**INSTRUCTIONS FOR THE TASK:** Render the part of the records below that opens with the line containing "of the beige" and closes with the line containing "pixel 259 132" as a numbered list, leaving out any blank lines. Include nothing outside that part.

|---|

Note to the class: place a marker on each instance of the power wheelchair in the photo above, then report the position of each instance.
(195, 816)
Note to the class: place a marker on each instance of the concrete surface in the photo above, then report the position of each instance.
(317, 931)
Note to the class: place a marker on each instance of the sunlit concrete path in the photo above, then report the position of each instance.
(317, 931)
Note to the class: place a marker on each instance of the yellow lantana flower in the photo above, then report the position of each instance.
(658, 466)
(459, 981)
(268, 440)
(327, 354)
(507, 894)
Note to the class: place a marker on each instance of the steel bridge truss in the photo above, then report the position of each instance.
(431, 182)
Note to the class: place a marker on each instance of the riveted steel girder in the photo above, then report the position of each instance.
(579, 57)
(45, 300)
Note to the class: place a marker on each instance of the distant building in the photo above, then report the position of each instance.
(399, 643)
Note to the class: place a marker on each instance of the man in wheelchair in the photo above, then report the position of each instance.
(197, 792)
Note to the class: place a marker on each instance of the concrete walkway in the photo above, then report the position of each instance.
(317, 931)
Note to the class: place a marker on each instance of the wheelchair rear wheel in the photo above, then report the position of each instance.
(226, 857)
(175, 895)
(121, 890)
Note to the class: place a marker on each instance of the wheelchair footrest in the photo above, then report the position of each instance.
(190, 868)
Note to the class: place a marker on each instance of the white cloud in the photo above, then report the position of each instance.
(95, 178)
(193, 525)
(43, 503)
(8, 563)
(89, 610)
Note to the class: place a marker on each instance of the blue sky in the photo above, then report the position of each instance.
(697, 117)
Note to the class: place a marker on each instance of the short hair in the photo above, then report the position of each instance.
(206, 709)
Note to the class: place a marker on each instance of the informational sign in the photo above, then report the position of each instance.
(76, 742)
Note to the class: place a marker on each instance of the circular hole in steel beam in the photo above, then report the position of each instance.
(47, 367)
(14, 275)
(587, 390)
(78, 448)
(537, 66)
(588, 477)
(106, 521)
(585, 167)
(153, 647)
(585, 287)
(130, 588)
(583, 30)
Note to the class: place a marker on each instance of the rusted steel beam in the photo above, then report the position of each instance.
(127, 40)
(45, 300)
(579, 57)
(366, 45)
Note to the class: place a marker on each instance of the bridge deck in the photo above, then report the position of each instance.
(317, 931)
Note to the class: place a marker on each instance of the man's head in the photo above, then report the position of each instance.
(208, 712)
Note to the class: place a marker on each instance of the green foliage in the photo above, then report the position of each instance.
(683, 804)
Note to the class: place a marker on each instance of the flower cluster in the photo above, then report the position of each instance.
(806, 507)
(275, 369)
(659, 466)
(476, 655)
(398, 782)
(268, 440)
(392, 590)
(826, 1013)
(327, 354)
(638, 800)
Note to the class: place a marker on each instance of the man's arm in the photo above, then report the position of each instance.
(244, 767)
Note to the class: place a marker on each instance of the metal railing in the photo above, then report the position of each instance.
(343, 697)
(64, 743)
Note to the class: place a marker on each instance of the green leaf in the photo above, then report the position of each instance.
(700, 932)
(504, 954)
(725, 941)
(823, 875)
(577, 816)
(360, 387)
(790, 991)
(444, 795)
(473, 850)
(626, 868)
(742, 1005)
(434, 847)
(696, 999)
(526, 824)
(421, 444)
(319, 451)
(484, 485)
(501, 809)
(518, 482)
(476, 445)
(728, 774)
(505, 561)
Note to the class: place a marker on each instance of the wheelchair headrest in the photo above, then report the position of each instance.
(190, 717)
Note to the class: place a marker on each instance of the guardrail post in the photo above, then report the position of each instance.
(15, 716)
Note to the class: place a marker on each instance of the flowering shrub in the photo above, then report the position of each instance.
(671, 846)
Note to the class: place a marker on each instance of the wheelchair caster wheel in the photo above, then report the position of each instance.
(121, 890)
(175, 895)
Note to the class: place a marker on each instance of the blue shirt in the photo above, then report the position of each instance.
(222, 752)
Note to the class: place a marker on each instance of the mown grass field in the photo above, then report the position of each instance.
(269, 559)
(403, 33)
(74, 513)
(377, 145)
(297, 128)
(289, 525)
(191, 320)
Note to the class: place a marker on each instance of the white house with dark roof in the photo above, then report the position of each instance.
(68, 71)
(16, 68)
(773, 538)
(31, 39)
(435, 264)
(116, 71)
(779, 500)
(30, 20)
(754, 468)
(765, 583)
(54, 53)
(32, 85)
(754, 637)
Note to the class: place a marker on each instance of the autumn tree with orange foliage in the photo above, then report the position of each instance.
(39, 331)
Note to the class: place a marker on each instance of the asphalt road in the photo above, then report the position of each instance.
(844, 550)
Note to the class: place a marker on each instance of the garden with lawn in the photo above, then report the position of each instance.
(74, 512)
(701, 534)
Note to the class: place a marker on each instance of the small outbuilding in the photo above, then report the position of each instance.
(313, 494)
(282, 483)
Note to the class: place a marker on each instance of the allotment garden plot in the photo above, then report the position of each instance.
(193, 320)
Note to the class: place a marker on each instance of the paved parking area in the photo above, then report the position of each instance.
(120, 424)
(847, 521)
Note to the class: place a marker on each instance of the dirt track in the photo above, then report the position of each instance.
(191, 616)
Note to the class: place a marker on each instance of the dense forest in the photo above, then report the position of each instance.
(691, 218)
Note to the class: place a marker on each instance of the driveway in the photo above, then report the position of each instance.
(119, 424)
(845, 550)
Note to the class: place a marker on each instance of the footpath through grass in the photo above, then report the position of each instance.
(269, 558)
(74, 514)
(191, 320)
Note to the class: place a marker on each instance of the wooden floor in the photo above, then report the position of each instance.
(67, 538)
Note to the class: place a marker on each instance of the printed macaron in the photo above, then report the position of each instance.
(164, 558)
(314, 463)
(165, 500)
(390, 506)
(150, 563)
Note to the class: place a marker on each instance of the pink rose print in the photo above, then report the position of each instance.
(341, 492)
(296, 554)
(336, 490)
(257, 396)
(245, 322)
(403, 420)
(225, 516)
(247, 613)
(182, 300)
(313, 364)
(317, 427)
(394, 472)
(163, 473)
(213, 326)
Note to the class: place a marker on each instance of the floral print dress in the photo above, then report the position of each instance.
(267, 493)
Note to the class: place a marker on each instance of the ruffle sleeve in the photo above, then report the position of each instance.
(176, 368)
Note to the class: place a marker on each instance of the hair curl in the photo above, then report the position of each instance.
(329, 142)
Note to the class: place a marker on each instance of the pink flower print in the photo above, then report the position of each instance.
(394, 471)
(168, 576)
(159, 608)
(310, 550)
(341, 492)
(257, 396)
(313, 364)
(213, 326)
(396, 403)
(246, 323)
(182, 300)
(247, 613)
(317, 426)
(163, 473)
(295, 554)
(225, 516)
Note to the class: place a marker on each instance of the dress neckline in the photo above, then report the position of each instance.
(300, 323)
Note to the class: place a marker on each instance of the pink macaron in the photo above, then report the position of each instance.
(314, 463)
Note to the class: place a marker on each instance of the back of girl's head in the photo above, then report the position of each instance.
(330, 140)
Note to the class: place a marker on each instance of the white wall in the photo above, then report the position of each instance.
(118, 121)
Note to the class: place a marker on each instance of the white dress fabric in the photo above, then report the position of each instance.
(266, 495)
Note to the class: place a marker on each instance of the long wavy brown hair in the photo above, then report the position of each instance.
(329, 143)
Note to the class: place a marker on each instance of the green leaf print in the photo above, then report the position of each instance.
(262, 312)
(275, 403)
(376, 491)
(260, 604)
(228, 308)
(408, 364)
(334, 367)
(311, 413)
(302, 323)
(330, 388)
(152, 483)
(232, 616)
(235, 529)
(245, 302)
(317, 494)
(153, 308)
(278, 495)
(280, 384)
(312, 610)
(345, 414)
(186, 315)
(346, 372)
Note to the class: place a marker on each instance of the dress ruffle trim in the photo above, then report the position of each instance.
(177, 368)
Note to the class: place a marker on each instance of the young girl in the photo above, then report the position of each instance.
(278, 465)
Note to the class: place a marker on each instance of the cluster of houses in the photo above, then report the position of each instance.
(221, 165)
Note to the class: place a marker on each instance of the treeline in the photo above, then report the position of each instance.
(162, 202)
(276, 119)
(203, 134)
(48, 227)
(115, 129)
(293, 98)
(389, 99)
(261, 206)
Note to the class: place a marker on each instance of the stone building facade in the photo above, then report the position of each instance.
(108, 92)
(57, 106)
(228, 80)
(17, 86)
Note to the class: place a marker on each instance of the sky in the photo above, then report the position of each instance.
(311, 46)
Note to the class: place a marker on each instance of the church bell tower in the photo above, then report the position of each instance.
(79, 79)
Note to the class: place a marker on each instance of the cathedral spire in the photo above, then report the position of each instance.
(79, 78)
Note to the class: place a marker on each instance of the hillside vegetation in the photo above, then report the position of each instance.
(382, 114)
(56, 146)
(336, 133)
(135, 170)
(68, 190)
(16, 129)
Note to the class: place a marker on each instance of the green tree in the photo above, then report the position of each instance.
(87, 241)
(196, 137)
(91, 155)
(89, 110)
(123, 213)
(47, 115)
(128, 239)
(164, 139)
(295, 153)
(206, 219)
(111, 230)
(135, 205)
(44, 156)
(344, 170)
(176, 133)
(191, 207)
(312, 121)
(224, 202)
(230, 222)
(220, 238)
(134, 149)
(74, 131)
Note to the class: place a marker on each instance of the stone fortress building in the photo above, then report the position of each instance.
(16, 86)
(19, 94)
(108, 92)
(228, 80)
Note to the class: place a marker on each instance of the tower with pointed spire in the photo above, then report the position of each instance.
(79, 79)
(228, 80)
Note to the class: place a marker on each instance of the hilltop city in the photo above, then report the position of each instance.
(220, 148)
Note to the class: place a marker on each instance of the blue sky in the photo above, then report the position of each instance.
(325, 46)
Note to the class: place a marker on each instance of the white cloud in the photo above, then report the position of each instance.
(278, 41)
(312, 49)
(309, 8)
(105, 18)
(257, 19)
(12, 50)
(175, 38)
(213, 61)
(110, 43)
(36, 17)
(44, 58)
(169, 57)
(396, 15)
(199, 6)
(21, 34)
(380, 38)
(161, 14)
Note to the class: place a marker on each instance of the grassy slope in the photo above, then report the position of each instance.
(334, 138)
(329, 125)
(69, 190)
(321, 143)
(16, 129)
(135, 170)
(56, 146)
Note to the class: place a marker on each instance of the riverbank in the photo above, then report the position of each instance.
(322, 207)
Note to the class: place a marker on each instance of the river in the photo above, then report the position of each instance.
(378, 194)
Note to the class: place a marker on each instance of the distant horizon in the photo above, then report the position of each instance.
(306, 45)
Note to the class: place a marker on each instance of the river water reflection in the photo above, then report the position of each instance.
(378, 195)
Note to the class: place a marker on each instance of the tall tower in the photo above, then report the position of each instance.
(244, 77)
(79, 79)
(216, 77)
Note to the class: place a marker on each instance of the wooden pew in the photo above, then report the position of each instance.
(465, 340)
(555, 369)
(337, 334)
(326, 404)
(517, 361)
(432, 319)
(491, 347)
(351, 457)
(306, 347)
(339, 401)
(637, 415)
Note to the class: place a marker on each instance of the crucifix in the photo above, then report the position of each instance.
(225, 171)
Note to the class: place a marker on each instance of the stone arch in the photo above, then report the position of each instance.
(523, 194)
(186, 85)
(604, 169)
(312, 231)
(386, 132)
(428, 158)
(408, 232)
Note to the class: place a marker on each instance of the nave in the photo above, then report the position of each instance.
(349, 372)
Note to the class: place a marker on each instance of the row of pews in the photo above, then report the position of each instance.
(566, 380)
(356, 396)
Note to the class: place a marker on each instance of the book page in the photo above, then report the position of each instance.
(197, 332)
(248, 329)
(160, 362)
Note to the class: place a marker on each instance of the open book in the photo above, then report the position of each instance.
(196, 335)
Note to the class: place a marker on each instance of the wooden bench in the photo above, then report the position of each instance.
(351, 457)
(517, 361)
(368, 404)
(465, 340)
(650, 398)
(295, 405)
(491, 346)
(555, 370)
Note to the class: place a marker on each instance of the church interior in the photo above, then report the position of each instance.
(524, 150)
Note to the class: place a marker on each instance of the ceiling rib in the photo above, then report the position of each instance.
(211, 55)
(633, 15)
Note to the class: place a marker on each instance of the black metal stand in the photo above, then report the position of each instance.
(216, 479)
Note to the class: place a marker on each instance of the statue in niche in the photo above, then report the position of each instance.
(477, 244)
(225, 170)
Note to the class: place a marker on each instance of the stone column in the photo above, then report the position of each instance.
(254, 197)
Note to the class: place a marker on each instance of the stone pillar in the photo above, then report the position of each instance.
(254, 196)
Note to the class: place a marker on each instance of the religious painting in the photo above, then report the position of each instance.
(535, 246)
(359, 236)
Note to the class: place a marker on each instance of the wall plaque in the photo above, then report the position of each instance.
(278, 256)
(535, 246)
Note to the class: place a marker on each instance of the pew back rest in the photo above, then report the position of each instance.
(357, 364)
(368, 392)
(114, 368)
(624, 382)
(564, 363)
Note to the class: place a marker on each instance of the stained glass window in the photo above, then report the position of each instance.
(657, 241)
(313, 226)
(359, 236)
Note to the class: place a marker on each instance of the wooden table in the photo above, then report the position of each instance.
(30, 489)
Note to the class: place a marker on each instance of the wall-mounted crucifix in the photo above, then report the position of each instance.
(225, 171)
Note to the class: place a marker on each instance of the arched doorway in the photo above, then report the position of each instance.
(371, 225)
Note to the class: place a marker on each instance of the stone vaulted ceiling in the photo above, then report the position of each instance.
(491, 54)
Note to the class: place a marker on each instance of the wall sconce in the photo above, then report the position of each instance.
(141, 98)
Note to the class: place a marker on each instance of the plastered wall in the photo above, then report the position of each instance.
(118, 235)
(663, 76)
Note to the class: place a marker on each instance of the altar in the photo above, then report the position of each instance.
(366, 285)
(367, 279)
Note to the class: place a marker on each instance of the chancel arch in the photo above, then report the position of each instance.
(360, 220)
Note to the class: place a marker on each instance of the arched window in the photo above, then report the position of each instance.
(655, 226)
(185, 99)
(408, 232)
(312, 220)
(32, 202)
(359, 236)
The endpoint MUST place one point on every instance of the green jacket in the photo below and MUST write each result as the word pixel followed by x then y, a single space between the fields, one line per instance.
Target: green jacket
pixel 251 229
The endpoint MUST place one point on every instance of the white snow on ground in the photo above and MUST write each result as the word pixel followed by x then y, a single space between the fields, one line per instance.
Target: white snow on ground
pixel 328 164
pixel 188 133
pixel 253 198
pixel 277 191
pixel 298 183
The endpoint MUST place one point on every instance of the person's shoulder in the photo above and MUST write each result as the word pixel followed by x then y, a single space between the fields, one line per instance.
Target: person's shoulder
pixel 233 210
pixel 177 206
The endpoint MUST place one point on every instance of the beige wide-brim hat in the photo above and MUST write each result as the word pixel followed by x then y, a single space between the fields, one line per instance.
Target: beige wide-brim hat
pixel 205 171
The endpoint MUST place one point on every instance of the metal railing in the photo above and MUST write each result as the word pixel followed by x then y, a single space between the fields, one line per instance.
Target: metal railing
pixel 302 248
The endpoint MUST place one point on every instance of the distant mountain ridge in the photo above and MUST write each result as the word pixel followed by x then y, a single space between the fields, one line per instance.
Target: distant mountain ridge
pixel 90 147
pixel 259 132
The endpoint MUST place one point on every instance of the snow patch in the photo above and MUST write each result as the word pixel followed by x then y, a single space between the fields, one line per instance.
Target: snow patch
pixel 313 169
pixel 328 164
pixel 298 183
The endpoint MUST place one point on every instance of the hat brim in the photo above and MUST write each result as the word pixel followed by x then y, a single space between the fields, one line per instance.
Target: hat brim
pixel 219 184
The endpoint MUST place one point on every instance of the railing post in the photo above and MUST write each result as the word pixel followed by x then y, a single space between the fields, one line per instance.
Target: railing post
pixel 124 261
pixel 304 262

|---|

**RESULT:**
1. The endpoint MUST place one point on every instance of the beige wide-brim hat in the photo above and MUST write each result as the word pixel followed by x then y, a single space between the fields, one line per instance.
2. Target: beige wide-brim hat
3. pixel 205 171
4. The endpoint MUST place one point on every instance of the metal railing in the photo above and MUST write each result as the word pixel followed by x then y, a single space between the fields, one line per instance.
5. Target: metal railing
6. pixel 302 248
7. The endpoint MUST place one point on every instance of the distant mountain ridge in the photo above and MUST write each result as the word pixel followed by x then y, a single space between the fields, one line per instance.
8. Target: distant mountain ridge
9. pixel 90 147
10. pixel 259 132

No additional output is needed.